> **Source extract**:
• • • • • • •

I have, to the best of my meager abilities, arranged these wisdom-lovers by propensity. Of course, as in all things, William James comes first.

 

James, late 1890s

William James

The official William James website houses a host of information about the man, including offering electronic versions of many of his written works, which are now part of the public domain. I suggest that as a better resource than my own words. Even so, I'd like to say just a bit about the man.

William James, along with John Dewey, was one of the true founding figures of Pragmatism, the philosophic system that holds, in brief, that beliefs of any kind are only as good as the real-world consequences to which they lead. In other words, if my belief in X causes me to do Y but not Z, then belief X is worth Y and not Z. He then goes on to expound the way in which truth is determined by this criterion. Namely, "true" ideas are those that play well with real-world experience (remember, though, that thinking a thought is also an experience). As such, truth is nothing more nor less than the happy union of an idea with one's continued experience.

• • • • • • •

> **Information provided**:
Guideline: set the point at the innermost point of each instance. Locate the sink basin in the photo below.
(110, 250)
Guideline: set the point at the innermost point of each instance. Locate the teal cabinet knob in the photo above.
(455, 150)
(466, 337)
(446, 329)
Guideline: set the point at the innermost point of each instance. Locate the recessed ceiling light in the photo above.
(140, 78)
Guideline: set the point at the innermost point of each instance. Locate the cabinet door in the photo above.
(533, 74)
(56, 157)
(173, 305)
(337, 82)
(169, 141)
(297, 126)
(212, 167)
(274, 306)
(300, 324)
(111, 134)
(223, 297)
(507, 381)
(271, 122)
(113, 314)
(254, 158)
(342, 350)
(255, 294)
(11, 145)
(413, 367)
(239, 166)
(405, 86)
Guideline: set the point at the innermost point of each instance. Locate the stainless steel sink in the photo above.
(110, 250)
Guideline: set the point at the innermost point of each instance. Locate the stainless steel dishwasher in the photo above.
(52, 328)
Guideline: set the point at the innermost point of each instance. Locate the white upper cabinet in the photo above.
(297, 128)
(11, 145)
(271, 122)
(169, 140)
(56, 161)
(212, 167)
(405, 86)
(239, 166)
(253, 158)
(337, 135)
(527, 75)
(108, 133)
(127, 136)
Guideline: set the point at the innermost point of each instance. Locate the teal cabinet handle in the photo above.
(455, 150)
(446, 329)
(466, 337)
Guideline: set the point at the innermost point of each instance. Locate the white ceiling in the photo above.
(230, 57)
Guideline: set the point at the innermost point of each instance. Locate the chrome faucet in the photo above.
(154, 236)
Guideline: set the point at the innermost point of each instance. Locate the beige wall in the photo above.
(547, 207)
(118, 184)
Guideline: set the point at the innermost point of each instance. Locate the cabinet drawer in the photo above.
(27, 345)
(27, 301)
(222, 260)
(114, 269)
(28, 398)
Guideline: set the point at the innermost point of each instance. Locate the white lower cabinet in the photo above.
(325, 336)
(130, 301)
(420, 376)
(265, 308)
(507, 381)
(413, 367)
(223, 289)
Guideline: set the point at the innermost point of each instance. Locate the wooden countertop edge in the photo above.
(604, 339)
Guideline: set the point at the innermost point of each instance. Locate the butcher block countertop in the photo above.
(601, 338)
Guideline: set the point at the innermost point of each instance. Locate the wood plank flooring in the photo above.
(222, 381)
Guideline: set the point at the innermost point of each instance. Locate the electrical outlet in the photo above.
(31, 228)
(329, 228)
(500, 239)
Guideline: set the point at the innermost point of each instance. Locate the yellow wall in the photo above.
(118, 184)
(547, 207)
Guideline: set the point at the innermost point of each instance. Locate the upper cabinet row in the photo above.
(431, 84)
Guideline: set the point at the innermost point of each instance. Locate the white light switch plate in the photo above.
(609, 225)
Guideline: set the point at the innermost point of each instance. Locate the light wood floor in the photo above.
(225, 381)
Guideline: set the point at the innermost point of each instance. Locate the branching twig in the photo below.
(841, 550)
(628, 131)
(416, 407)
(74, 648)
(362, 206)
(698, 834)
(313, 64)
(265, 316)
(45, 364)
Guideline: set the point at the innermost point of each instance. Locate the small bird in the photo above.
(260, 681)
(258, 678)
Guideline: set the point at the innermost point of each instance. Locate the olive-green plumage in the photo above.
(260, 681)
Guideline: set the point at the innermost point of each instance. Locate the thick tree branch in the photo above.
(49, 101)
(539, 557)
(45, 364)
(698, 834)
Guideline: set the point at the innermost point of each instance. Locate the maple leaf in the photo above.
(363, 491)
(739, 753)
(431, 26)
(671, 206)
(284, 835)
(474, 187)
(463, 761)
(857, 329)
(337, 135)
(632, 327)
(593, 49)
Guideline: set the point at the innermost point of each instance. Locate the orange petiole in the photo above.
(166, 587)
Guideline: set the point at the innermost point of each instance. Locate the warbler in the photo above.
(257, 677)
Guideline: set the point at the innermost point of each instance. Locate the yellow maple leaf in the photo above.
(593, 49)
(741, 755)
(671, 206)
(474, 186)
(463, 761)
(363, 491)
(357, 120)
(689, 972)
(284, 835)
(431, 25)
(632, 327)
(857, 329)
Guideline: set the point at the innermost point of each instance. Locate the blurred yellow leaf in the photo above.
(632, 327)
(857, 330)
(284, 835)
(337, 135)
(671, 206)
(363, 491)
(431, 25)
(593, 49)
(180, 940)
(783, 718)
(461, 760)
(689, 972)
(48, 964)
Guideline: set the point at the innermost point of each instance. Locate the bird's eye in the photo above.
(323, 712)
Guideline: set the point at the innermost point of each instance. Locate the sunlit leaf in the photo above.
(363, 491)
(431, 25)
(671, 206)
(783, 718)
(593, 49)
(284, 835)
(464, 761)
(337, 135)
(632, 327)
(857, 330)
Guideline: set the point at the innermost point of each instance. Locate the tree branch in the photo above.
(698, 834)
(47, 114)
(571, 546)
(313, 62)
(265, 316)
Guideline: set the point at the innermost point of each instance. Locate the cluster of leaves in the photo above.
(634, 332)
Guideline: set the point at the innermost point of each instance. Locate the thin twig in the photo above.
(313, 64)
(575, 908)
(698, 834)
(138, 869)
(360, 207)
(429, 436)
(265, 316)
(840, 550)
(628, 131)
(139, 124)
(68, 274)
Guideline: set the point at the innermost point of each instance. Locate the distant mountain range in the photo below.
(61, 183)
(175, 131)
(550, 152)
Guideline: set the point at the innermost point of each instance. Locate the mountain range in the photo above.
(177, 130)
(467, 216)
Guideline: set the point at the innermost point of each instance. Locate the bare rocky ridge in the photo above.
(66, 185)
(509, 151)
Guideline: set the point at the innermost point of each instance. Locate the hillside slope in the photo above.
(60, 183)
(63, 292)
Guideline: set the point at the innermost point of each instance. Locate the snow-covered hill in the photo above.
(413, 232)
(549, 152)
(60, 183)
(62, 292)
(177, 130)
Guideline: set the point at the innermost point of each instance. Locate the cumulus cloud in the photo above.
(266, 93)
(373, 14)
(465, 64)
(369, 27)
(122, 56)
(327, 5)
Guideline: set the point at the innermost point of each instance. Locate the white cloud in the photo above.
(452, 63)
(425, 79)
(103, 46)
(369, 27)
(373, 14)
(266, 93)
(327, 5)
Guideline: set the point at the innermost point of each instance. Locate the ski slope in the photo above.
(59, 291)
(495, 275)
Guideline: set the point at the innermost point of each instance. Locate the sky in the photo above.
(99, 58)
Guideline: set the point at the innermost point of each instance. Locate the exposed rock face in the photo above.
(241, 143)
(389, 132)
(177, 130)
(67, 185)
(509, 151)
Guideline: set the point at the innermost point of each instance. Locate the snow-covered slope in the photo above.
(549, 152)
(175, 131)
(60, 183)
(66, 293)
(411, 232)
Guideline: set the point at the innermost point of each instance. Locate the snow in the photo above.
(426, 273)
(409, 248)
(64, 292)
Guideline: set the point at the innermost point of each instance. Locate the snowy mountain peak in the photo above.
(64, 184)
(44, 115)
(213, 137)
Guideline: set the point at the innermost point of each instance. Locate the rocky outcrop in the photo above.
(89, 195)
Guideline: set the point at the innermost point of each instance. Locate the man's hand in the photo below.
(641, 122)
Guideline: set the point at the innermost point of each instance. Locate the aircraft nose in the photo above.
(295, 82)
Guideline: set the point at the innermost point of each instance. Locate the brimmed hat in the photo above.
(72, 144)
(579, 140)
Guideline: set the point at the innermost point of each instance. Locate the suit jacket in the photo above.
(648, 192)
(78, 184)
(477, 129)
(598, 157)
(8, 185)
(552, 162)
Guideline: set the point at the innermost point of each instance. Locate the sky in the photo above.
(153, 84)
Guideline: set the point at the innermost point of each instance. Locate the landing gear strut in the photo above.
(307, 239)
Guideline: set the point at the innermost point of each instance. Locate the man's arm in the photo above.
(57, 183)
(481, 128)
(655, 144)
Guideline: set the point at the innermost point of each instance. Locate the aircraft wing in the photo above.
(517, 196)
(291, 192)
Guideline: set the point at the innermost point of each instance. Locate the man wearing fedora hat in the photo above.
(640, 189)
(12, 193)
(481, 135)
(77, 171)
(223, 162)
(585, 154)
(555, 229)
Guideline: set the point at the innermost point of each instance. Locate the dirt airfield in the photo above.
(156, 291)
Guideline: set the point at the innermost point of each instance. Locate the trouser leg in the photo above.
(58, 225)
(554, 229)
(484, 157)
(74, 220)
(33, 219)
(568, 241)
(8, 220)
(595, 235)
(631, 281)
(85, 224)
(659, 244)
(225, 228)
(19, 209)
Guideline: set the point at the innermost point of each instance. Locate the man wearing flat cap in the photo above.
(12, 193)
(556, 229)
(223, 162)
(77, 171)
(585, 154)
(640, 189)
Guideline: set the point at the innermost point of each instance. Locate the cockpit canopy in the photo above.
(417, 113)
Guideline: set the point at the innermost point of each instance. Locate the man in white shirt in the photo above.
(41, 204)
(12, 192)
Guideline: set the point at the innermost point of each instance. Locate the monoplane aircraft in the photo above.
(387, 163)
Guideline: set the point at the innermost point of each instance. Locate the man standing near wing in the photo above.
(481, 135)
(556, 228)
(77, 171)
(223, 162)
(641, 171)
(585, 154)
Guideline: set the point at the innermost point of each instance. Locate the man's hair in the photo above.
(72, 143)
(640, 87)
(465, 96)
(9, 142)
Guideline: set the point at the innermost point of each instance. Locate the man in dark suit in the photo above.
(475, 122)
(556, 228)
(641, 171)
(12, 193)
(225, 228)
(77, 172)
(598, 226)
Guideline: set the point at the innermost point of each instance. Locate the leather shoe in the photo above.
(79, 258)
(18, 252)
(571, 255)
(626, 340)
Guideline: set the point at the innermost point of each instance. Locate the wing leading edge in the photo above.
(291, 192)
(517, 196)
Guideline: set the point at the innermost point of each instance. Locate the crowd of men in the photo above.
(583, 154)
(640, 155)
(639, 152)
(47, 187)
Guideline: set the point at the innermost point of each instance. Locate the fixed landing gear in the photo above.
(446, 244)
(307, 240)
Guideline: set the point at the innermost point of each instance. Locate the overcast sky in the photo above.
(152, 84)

• • • • • • •

> **Set tasks**:
**1)** Reproduce the passage on William James word for word, everything from "William James, along" down to "one's continued experience.".
**2)** In the passage on William James, who is named alongside James as a founding figure of Pragmatism?
The material above plays no part in this work.

> **Task solutions**:
**1)**
William James, along with John Dewey, was one of the true founding figures of Pragmatism, the philosophic system that holds, in brief, that beliefs of any kind are only as good as the real-world consequences to which they lead. In other words, if my belief in X causes me to do Y but not Z, then belief X is worth Y and not Z. He then goes on to expound the way in which truth is determined by this criterion. Namely, "true" ideas are those that play well with real-world experience (remember, though, that thinking a thought is also an experience). As such, truth is nothing more nor less than the happy union of an idea with one's continued experience.

**2)** John Dewey